- **Task requirements**:
Answer these from the passage about the 1973 San Francisco killings below:
1. On what date was Frances Rose shot?
2. Which street was Cooks reaching when a Crown Victoria turned sharply in front of him?
3. In which state had J. C. X Simon spent most of his life?

- **Supplied text**:
───
Frances Rose didn’t expect to die. Almost no one does, but on October 30th 1973, as the twenty-eight year old Rose parked by the University of California Extension on Laguna St, she could think of little beyond the class she was grievously late for. As she gathered her books, she saw a tall black man walking stridently towards her Mustang. Too late, she realized the passenger door was unlocked, and as the man confidently took the seat next to her, she froze, unsure. “Give me a ride,” he said. A command, not a question. Before she could respond, he raised a gun. Jesse Lee Cooks had decided that this time, he would not succumb to weakness. In broad daylight, on a crowded street, he fired four shots, hitting Rose in the face, neck, and chest. Rose slumped. Cooks, stained with blood, quickly put on a black sweatshirt and took off.
Cooks made a left onto Haight and walked, not slowly, not unduly fast, but purposefully, and, he hoped, inconspicuously. Police swarmed the streets, looking for a black man fleeing on foot. Cooks saw one police car pass, then two. He quickened his pace. As he reached Steiner, a Crown Victoria, sirens blazing, turned sharply in front of him. Two cops emerged and ordered him to stop. Cooks pretended not to hear. His right hand twitched towards his belt, where he kept his .32. The cops raised their guns and repeated their command. For a second, time itself froze, murder hanging in the air, until Cooks blinked and obeyed. He laid down, hands over his head, as the two cops cuffed him, disarmed him, and took him into custody.
Cooks’ arrest landed with a dull thud, for both the police and the Death Angels. It had been just ten days since the murder of Hagues, and the police were still treating the murders as separate incidents. Thus far, the only connection between the crimes was that in each case, the assailant was a black male—a similarity that applied to a depressingly large segment of the city’s homicides. And so, for the murder of Frances Rose, Jesse Lee Cooks was tried, convicted, and sentenced to life in prison. He never gave a motive for the crime, he never mentioned the rape of Linda Enger, and he never mentioned Richard or Quintana Hague.
As Cooks was marched to a familiar cell at San Quentin, the prison where he’d already spent almost a decade of his life, a black Cadillac stopped by a convenience store on the corner of Turk and Larkin. The three men sitting in the car peered through the open glass door at the Lebanese man standing at the counter. The driver, J. C. X Simon, a newly arrived Muslim from Houston, gripped the pistol nestled against his thigh, muttered Allahu Akbar, then opened the door and stepped out.
Unlike many of his brothers, J. C. X Simon did not come from a broken home. He was not raised in housing projects, he had never gone to prison, and he even had a bonafide college degree. His conversion, instead, was driven by ideology. Simon had spent most of his life in Texas, and like most African-Americans in the state, he found his opportunities steeply circumscribed by his race. Segregation and the daily humiliations it imposed burned Simon’s pride, while the menial labor he was relegated to, along with the meager wages it provided, kept his family on the edge of poverty.
───
- **Given entries**:
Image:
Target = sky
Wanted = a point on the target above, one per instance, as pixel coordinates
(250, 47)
───
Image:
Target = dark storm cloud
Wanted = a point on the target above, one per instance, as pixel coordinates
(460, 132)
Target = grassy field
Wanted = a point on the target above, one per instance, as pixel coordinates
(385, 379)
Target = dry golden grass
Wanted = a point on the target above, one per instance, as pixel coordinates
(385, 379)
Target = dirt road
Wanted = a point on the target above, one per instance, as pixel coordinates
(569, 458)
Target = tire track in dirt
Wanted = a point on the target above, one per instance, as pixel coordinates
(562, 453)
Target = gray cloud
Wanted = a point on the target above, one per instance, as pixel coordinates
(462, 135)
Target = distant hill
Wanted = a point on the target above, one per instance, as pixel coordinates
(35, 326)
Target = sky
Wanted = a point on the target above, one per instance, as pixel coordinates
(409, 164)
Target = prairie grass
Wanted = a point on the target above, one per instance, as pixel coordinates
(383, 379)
───
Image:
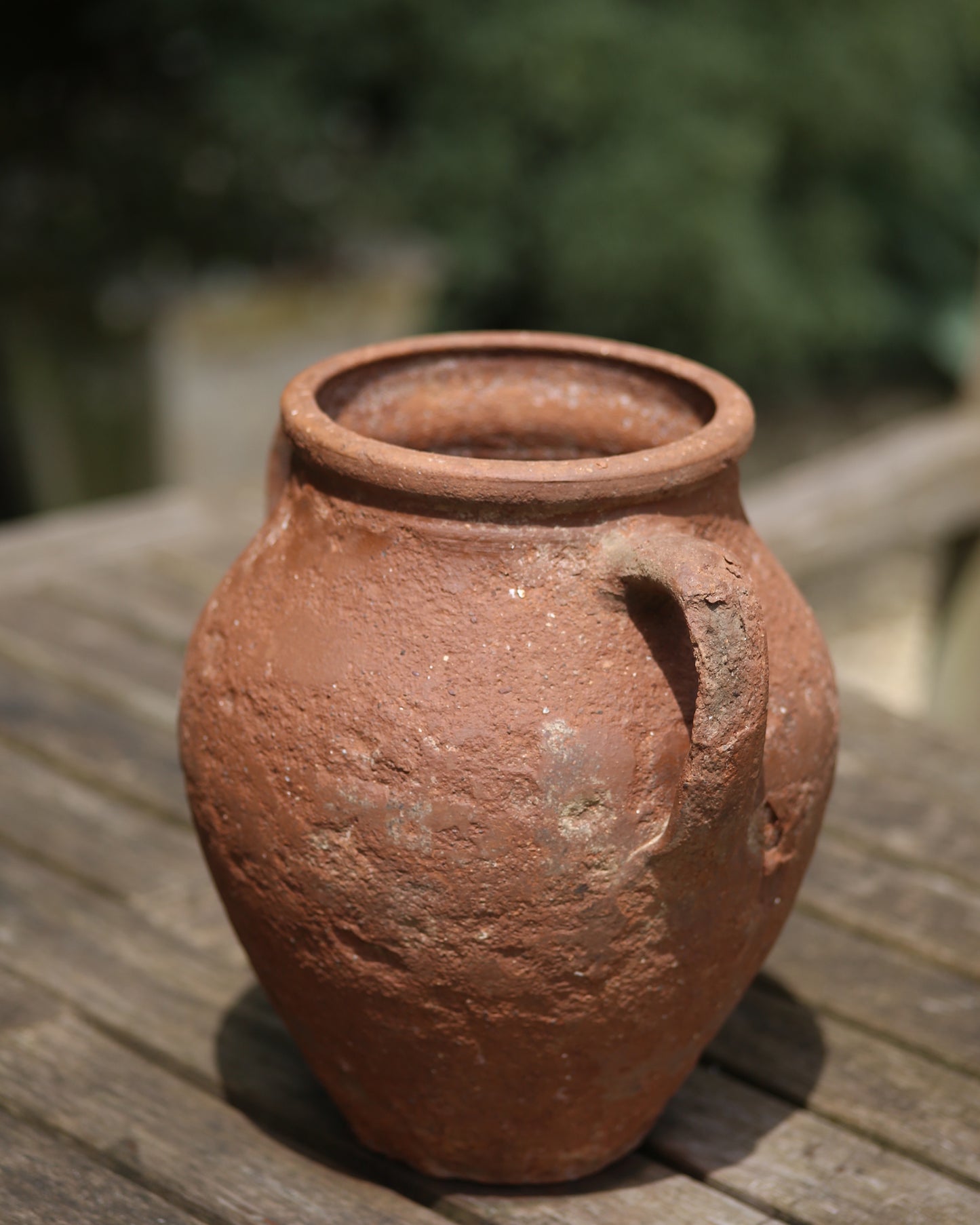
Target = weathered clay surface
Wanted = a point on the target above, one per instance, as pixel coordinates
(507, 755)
───
- **Final answer**:
1. October 30th 1973
2. Steiner
3. Texas